**Provided text:**

....

To endure, policies and institutions that both protect the environment and promote human security must have an architecture based on principles that lead to creation and maintenance of a rational relationship between human places and human practices. Flexibility and open texture allow meaning to change and endure over time, as both times and people change, and to remain embedded in its cultural context. In every corner of the globe, people have devised small pieces of institutional architecture that show remarkable creativity and potential for expansion. The objective should not be replicating these experiences at grander and higher scales, nor achieving greater levels of consistency or integration in governance architecture. Instead, consilience is what should be sought in our environmental governance architecture – a greater level of coherence in our knowledge. This is the level of democratic discourse, which depends on a more solid and substantive level of explanation – grounded in holistic social experimentation – for both its subject matter and its evaluative criteria.
If there is no corner of the natural world that is beyond human influence, then no corner of the world lies beyond the human responsibility implied by our moral agency. The question of agency is critical to any strategy of global political transformation one might imagine. Agency is not merely a matter of knowledge (beginning with self-knowledge) or autonomy (as the absence of restraint or coercion) or both. Effective practice presumes capability. For an agent to be held responsible, the capability of effective action must exist. Agents of governance are not merely political actors. They are, rather, any authoritative actors who have both the legitimacy and capacity to act. The agency of those outside of the core governance institutions and processes should not be limited to a support role. Doing so both degrades the quality of decision-making and marginalizes those whose agency should be enhanced by self-governance.

....

[Data excerpts]
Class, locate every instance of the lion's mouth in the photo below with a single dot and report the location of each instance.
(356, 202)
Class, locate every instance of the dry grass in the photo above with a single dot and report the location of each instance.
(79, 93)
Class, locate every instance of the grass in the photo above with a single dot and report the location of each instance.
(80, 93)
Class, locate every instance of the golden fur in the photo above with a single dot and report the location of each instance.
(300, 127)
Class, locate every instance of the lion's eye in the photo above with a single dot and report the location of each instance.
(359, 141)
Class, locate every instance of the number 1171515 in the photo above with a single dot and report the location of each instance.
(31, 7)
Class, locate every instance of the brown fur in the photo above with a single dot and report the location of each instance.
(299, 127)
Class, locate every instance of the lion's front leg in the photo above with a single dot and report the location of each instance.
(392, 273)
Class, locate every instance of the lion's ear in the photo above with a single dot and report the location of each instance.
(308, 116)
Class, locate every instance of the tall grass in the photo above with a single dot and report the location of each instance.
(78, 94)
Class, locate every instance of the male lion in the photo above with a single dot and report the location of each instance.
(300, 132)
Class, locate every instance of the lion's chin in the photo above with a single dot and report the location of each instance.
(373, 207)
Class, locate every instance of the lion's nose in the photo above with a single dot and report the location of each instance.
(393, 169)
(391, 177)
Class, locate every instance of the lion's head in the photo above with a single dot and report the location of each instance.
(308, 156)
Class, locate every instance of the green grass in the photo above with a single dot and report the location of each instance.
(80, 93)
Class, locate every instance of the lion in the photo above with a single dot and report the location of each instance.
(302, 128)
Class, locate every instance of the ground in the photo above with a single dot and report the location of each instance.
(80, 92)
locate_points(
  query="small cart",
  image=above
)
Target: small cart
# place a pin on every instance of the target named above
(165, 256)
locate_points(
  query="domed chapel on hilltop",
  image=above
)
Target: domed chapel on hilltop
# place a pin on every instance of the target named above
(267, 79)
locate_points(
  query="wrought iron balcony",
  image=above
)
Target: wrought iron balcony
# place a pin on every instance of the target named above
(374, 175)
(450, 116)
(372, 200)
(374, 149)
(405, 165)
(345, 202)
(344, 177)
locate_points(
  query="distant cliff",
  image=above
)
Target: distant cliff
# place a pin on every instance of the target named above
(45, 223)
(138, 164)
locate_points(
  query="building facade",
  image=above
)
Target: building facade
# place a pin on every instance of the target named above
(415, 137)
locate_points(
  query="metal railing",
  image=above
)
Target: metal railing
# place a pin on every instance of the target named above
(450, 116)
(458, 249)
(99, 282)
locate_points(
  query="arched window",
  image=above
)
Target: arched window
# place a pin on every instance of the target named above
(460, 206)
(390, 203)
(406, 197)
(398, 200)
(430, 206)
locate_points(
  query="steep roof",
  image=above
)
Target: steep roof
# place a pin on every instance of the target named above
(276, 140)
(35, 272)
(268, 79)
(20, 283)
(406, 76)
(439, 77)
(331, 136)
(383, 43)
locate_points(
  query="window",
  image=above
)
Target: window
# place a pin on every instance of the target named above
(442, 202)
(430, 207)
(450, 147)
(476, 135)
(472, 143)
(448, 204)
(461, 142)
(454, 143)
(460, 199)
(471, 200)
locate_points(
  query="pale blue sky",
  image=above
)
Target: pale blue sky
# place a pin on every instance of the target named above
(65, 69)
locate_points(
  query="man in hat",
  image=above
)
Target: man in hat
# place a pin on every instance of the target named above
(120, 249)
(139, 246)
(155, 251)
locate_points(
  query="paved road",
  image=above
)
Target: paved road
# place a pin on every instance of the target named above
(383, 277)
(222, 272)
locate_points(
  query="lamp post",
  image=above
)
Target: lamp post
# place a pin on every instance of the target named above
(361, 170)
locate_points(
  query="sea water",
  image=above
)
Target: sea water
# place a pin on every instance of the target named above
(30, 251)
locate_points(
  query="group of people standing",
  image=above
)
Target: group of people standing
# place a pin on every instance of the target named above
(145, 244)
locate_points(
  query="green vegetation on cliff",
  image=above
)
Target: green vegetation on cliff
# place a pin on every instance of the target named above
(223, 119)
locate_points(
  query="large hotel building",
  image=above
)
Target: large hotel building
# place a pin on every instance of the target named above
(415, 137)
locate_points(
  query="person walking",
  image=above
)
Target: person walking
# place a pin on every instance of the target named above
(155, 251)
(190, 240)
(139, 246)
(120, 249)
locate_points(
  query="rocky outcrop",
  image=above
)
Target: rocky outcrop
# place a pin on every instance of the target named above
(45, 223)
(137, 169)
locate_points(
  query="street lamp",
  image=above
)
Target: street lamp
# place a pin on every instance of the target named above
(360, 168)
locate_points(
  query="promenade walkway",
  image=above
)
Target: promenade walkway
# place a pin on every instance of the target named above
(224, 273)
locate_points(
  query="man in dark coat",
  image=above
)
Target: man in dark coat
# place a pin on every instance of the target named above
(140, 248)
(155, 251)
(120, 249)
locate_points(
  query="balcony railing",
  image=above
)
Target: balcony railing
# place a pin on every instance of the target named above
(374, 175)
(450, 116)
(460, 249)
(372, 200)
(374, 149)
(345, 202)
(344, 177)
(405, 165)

....

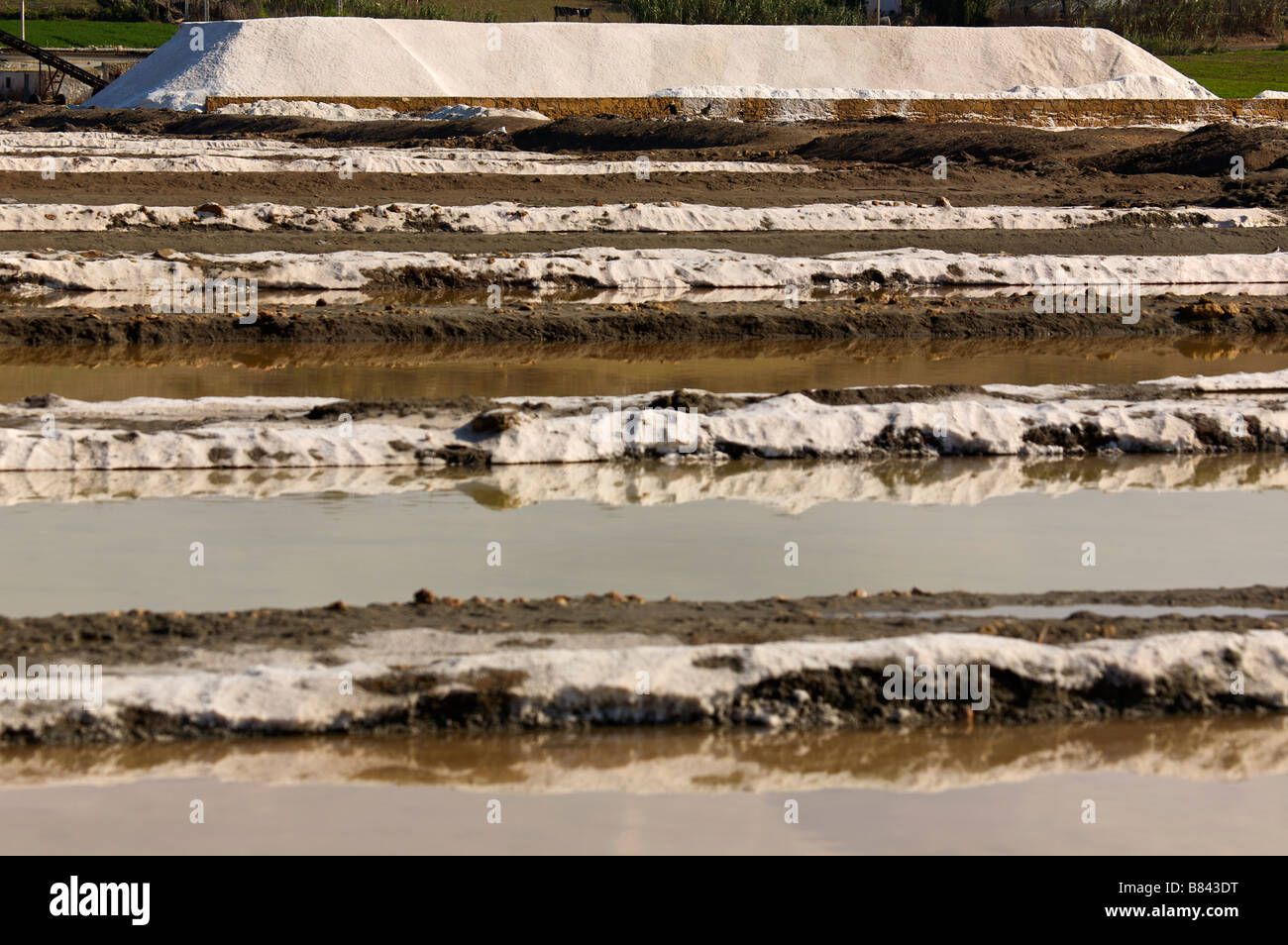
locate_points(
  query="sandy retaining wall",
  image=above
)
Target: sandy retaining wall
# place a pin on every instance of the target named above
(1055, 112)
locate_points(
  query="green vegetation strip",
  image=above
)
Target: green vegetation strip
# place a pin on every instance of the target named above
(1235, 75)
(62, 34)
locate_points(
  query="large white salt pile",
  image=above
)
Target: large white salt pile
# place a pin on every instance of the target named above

....

**The problem:** Pick up the passage on environmental governance and moral agency after its final sentence, and continue it in the same formal register.

**Result for this exercise:**
Access and allocation firmly ground the concept of human security in the larger context of social justice, posing serious challenges for equitable earth system governance. The focus on capabilities brings together a range of ideas addressed inadequately in traditional approaches to the economics of welfare. The capabilities approach highlights the importance of real freedoms in the assessment of persons’ relative level of advantage, promoting a more realistic balance of materialistic and non-materialistic factors in evaluating human welfare and a concern for the distribution of substantive opportunities within society. Research on access to and allocation of environmental resources in a deliberative system of democratic governance builds on and extends an existing limited research literature on the implications of deliberative democratic practices for environmental justice policy and governance. More equitable access to and allocation of environmental “goods” should be a focus for a next generation of environmental research characterized by improved normative understanding as well as more meaningful and reflexive potential for sustainability transformation.